--- TEXT PROVIDED ---
Why was this interesting? Back in Adam Smith’s time, the main focus became solving the question of where new wealth comes from. Since the ancient world, it was widely believed that one could only become wealthy by taking from someone else. This involved conquest or cleverness or trickery or something, but it was widely believed that there was no process endemic to economic structures that generated new wealth.

Reality all around them confirmed that. But as the plagues ended and prosperity began to dawn in the late Middle Ages, the problem presented itself in new forms. It was clear that society had become richer. How and why?

Adam Smith’s enduring answer did not take recourse to innovation. His observation was that the division of labor—ever more widening circles of human cooperation—permitted more specialization and economization on the use of time and talent. The division of labor has a mysteriously interesting math about it. It shows that even the most talented person in the world benefitted from trading with people with less talent in every area. This is because such cooperation relies not on absolute advantage but comparative advantage. Thus was born the science of economics.

This science in the early 20th century became ever more reliant on mechanical metaphors with an emphasis on the balance of supply and demand and the perfection of market clearing. The key figure here was Léon Walras and his book Elements of Theoretical Economics. Here is the book that first deployed mathematics to create a picture of a perfectly functioning economy.

Schumpeter was of a generation that was convinced of Walras’s theory and carried around with him a “general equilibrium” framework. But he was also among the first to notice a big problem with the model. It did not account for change. Real life was not functioning the way that the models said they would. Instead, we live in a world of ceaseless change.
--- EXTRACTED DATA ---
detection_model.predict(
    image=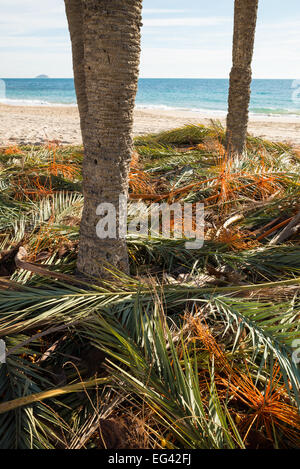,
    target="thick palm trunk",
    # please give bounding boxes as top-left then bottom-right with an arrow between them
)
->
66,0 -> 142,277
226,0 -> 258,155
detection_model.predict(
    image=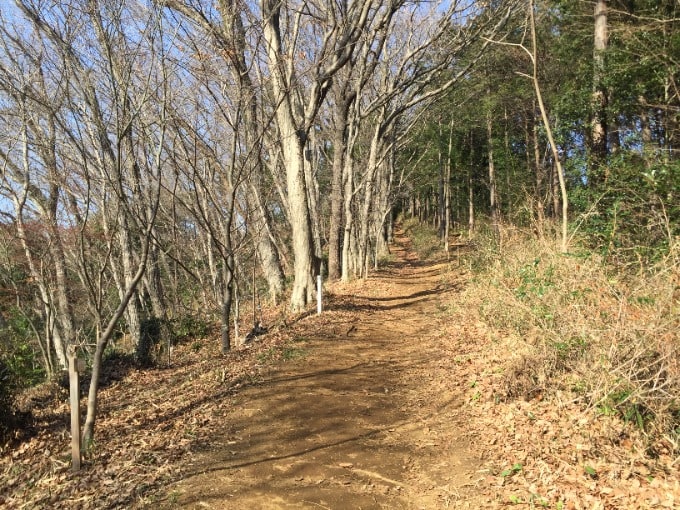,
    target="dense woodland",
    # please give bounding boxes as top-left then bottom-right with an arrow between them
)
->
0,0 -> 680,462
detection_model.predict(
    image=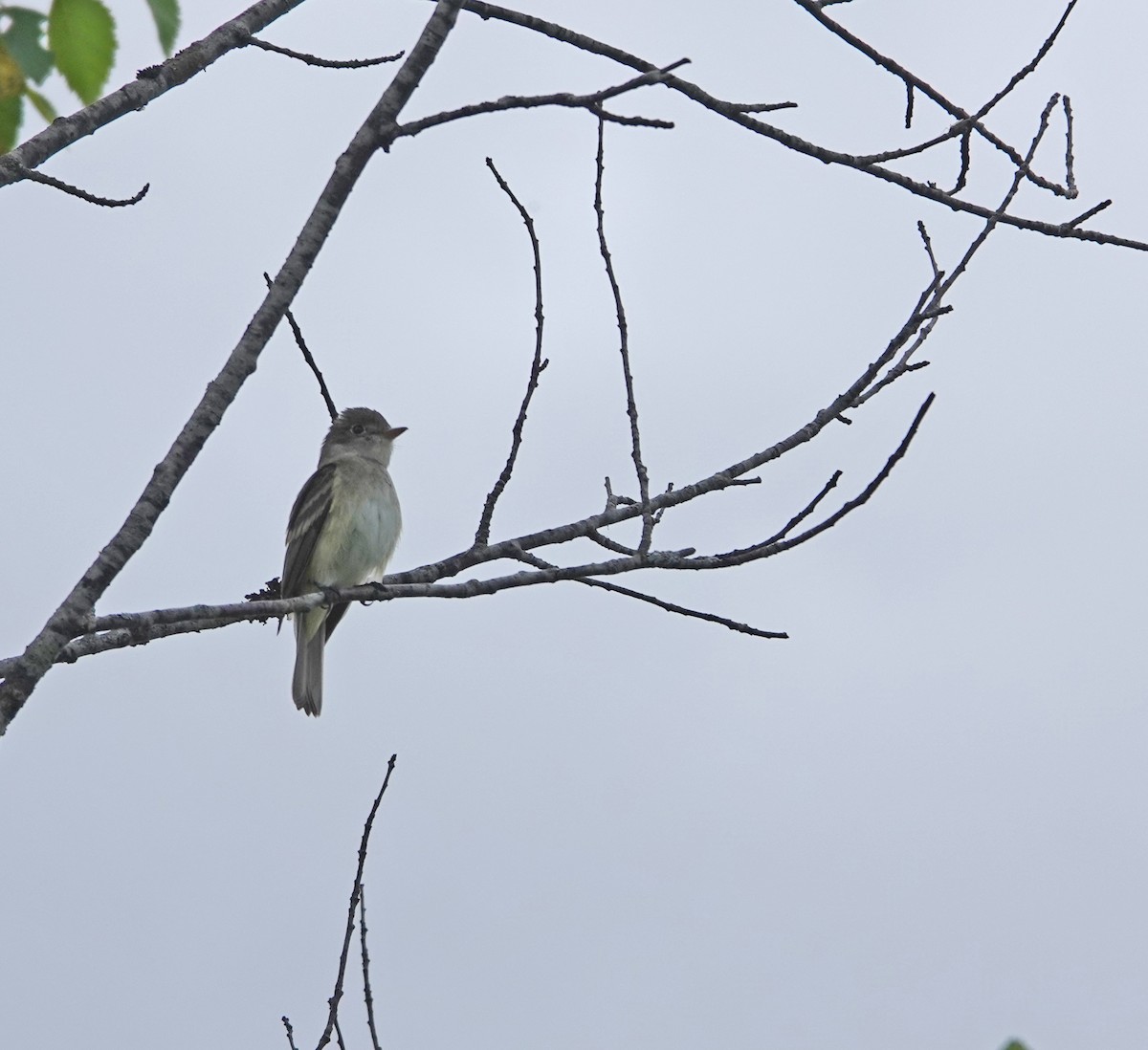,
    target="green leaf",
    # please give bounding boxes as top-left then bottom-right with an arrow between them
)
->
---
_SHORT PROBLEM 1_
List every person named in the economics passage.
_SHORT PROBLEM 2_
According to the economics passage, what does cooperation rely on instead of absolute advantage?

_FINAL RESULT 1_
Adam Smith, Léon Walras, Schumpeter

_FINAL RESULT 2_
Comparative advantage.